Abstract: The basic concept of the education profession is the knowledge that must be known by teachers and pre-service teachers. This knowledge is used to make them understand what are the basic concepts of the education profession before they finally enter the world of education. This journal aims to find out the basic concepts of the education profession in which there are theories from several researchers. The theories described contain in detail, starting from the discussion of the smallest parts to the whole part.
Kata kunci: profesi kependidikan, pendidik



1.    PENDAHULUAN

(Djam, n.d.) membedakan antara profesi, profesional, profesionalisme, profesionalitas dan profesionalisasi. Ia menjelaskan bahwa profesi adalah suatu jabatan yang menuntun sebuah keahlian dari para anggotanya dengan pengertian bahwa orang tersebut telah terlatih dan disiapkan secara khusus untuk melakukan pekerjaan yang menjadi fokusnya. Profesional adalah seseorang yang melakukan pekerjaannya dengan ilmu yang telah ia dapatkan. Profesionalisme adalah sebuah komitmen para anggota suatu profesi untuk meningkatkan kemampuan profesionalnya dan terus menerus mengembangkan straegi-strategi yang digunakannya dalam melakukan pekerjaan yang sesuai dengan profesinya. Profesionalitas merujuk pada sikap para anggota profesi terhadap profesinya. Jadi, seorang profesional tidak akan melakukan pekerjaan di luar bidang yang ia fokuskan. Sedangkan profesionalisasi, sebuah proses peningkatan kualifikasi maupun kemampuan para anggota profesi dalam mencapai kriteria yang standar dalam penampilannya sebagai suatu profesi.

Petunjuk 1: Dalam teks tentang profesi kependidikan, apa yang dimaksud dengan profesionalitas?
Petunjuk 2: Teruskan teks tentang konsep dasar profesi kependidikan, dimulai setelah kalimat terakhirnya.
Item yang tercantum setelah teks ini diambil dari sumber lain.

Isi Data:

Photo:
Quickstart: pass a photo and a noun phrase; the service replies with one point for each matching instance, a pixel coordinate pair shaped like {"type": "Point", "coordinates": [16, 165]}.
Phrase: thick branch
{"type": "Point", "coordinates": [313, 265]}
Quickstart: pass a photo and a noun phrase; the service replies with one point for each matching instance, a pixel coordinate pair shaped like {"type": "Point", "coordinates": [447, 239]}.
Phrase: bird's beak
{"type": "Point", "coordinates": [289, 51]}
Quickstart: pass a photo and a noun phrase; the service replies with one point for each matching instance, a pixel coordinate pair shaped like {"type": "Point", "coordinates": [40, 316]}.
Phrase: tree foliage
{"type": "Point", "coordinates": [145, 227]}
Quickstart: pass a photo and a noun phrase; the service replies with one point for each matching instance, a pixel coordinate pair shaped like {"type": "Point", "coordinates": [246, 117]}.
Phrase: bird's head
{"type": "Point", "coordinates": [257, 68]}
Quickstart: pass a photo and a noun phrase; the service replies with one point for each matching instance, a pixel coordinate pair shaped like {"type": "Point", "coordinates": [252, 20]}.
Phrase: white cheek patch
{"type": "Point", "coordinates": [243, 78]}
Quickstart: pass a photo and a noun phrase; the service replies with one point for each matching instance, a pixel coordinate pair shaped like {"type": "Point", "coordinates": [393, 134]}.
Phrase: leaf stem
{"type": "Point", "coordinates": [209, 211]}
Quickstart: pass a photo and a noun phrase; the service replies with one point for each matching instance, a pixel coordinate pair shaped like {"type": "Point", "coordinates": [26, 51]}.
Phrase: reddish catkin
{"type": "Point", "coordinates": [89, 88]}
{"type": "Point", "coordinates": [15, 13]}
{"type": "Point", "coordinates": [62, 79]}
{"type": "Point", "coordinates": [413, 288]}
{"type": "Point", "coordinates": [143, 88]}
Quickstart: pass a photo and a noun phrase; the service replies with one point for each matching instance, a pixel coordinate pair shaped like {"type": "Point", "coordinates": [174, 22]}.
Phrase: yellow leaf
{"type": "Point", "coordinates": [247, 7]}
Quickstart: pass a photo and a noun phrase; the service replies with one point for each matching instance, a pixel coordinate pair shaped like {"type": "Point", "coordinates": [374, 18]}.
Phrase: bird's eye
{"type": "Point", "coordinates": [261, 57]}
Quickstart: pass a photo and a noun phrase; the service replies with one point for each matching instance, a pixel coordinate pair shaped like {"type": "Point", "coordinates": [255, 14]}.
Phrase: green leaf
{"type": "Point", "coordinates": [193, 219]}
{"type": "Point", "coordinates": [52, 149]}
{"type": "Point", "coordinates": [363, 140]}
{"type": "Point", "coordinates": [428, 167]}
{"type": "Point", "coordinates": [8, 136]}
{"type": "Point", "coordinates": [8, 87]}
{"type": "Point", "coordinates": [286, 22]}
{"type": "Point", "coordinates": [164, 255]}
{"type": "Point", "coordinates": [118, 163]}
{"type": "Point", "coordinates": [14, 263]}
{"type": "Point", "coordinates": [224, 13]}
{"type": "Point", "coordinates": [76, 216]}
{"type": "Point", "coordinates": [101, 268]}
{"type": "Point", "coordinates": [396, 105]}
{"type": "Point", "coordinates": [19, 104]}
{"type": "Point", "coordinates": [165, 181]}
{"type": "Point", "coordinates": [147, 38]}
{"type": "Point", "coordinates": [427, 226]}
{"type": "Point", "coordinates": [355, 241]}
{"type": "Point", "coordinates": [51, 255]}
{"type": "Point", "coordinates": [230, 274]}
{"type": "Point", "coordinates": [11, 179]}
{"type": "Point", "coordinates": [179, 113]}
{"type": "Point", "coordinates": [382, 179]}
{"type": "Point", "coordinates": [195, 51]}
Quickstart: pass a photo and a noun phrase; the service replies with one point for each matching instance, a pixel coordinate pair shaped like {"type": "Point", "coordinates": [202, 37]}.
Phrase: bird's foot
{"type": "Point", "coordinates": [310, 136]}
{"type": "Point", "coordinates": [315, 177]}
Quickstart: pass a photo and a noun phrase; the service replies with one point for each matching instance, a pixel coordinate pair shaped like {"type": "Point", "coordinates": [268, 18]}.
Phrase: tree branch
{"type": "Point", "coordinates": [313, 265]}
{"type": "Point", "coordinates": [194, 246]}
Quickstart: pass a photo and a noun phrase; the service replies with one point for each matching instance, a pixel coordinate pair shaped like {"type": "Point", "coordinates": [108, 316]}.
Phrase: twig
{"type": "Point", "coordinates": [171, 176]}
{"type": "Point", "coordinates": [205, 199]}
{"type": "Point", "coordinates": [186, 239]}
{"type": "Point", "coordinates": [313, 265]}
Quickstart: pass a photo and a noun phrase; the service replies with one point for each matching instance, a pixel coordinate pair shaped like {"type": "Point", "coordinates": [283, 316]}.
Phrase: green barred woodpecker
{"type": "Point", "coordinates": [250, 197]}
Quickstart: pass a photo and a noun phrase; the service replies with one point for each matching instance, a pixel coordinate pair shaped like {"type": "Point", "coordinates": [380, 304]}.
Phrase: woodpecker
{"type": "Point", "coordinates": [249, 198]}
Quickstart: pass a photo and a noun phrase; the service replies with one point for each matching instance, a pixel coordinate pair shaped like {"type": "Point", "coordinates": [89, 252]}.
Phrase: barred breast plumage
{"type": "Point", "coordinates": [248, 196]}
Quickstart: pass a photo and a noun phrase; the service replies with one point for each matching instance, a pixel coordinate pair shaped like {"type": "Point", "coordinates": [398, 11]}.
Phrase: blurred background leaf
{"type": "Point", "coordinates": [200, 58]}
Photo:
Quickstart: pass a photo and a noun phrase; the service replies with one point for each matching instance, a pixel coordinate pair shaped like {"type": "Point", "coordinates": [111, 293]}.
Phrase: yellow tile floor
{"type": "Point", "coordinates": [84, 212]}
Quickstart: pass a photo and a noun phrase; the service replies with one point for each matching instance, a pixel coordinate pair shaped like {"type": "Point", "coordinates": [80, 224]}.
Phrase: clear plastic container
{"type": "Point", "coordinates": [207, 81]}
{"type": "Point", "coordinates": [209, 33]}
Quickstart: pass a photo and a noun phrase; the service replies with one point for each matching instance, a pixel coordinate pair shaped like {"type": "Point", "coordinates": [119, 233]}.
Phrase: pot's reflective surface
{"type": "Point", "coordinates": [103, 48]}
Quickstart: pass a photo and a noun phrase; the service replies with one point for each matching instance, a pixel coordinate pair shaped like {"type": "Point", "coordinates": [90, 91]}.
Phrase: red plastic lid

Jawaban Tugas 1: Profesionalitas merujuk pada sikap para anggota profesi terhadap profesinya.

Jawaban Tugas 2:
Ada beberapa persamaan yang terletak pada karakteristik profesi yang dikemukaan oleh Lieberman (1956) dalam Nasihin, (2005). Pertama, A Unique, definite, and essential Service yang dimana profesi merupakan suatu jenis pelayanan yang unik. Kedua, an emphasis upon intellectual technique in performing its service. Pelayanan itu menuntut suatu kemampuan kinerja intelektual. Ketiga, A long period of specialized training. Seseorang akan membutuhkan waktu yang lama dalam memperoleh penguasaan dan kemampuan intelektual. Untuk mencapai kualifikasi keprofesian sempurna lazimnya tidak kurang dari lima tahun dengan pengalaman praktek sampai tercapainya tingkat kemandirian dalam menjalankan profesinya. Keempat, A broad range of autonomy for both tee individual practitioners and the occupational group as a whole. Sesuai profesinya seseorang mampu melakukan sendiri tugas apa yang seharusnya ia kerjakan. Kelima, An acceptance by the practitioners of broad personal responsibility for judgements made ami acts performed within the scope of professional autonomy. Ada sebuah konsekuensi dari otonomi yang dilimpahkan kepada tenaga praktisi professional yaitu ia harus memikul secara penuh tanggungjawab pribadinya. Keenam,  An emphasis upon tee service to be rendered, rather that the economic gain to the practitioners, as the basis for the organization and performance of tee social service delegated to the occupational group. Kinerja pelayanan lebih mengutamakan kepentingan pelayanan kebutuhan daripada kepentingan perolehan imbalan ekonomis yang akan diterimanya. Ketujuh,  A comprehensive self-gouverning organization of practitioners. Masyarakat sadar bahwa pelayanan semacam itu hanya mungkin dilakukan oleh mereka yang kompeten saja. Kedelapan, A code of ethics which has been darified anti interpretes at ambiguous and doubdut points by concrete cases. Otonom yang dinikmati dan dimiliki oleh organisasi profesi dengan para anggotanya selayaknya disertai kesadaran dan i’tikad yang tulus baik pada organisasi maupun pada individual anggotanya untuk memonitori perilakunya sendiri.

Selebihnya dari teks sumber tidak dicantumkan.